Human societies, for all their differences in culture and history, can all be seen as webs of social interactions between individuals who act according to their own motives, whether they are aware of them or not. No society can survive unless it develops patterns of interaction that limit conflict and enable its members to work together to solve common problems. In the twenty-first century, however, the challenge facing all of us is to find a way to achieve cooperation on a global scale, so we can cope with problems like climate change, war, resource depletion and the risks of a fragile, highly interdependent world economy.

This agenda has fueled the emergence of a new science of cooperation that combines mathematical modeling, careful study of real societies and experiments using simplified social situations. This program will introduce students to this science, addressing questions like: How are social decisions different from individual decisions? How can self-interested individuals achieve and maintain cooperation? What facts about human psychology and biology might encourage, or impede cooperation? How do we determine what is fair? How do we cope with risk and the tradeoff between the present and the future? How do people calculate the consequences of their decisions, and how are their choices influenced by unconscious or external factors? And how do the answers to all these questions change as we consider different societies and even different individuals?

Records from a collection
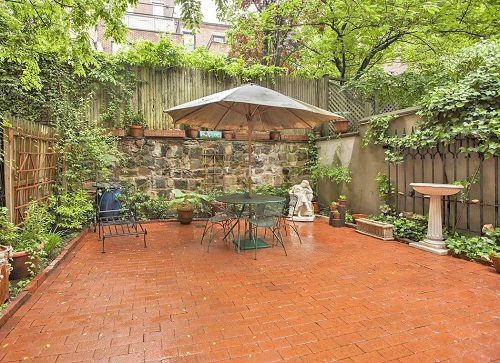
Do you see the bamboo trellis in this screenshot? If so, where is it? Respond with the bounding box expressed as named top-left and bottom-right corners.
top-left (3, 120), bottom-right (57, 224)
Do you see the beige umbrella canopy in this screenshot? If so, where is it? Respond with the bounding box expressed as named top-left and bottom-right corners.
top-left (165, 84), bottom-right (345, 193)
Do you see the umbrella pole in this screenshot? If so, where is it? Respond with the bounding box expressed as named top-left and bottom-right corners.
top-left (247, 116), bottom-right (253, 195)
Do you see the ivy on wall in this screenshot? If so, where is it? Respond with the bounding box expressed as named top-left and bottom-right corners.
top-left (363, 42), bottom-right (500, 163)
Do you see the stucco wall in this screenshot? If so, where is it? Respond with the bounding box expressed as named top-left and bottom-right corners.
top-left (318, 113), bottom-right (419, 214)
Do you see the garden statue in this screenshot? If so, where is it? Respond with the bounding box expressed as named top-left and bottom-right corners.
top-left (288, 180), bottom-right (314, 222)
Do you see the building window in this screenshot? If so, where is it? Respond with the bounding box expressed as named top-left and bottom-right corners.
top-left (182, 30), bottom-right (195, 50)
top-left (153, 3), bottom-right (165, 16)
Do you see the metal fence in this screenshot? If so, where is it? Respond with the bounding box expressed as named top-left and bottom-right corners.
top-left (388, 131), bottom-right (500, 233)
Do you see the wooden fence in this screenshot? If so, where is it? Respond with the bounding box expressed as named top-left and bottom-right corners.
top-left (89, 68), bottom-right (328, 129)
top-left (2, 120), bottom-right (57, 224)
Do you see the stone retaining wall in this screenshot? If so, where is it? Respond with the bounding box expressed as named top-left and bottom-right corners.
top-left (114, 137), bottom-right (307, 194)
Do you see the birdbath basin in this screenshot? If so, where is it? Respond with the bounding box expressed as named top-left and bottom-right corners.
top-left (410, 183), bottom-right (463, 255)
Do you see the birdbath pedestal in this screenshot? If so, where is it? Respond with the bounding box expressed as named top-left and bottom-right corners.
top-left (410, 183), bottom-right (463, 255)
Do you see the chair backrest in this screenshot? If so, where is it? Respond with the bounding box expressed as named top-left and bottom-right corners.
top-left (97, 187), bottom-right (121, 217)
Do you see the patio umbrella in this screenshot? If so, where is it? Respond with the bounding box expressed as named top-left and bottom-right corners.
top-left (165, 84), bottom-right (345, 191)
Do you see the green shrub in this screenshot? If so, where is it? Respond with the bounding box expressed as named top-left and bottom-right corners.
top-left (0, 207), bottom-right (19, 246)
top-left (370, 215), bottom-right (427, 241)
top-left (49, 189), bottom-right (94, 230)
top-left (446, 228), bottom-right (500, 259)
top-left (42, 232), bottom-right (62, 256)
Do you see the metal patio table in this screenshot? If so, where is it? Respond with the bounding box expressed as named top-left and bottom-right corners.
top-left (215, 194), bottom-right (286, 250)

■ Requirement 1 ■
According to the passage about the science of cooperation, what three approaches does the new science combine?
■ Requirement 2 ■
Carry on the passage about the science of cooperation from its final sentence.
These records have no connection to the passage about the science of cooperation.

■ Result 1 ■
Mathematical modeling, careful study of real societies, and experiments using simplified social situations.

■ Result 2 ■
We will use multiple modes of investigation, but one thread running through them will be game theory and decision theory, both of which are applications of mathematical methods to the social sciences. Through collaborative workshops we will acquire the skills to build and analyze simple models of individual choice and social interaction. Another connecting thread will be recent research on the development of bonds of empathy and interdependence between people in actual social settings. Working in teams, we will use the insights we obtain to design experiments that test how real people, such as Evergreen students, behave under conditions that embody social dilemmas. We will also read accounts, both in fiction and nonfiction, that suggest what is distinctive and universal in social interaction. These readings will provide the basis for seminars and short writing projects.

While there are no prerequisites for this introductory program, students should be prepared for an engaging and intellectually demanding interdisciplinary study involving mathematical concepts, philosophy and the study of human behavior and development. Much of the work will involve new modes of mathematical reasoning, which will rely on competency with algebra. The program will also incorporate a general introduction to statistical methods and probability, with the opportunity to collect and analyze our own data.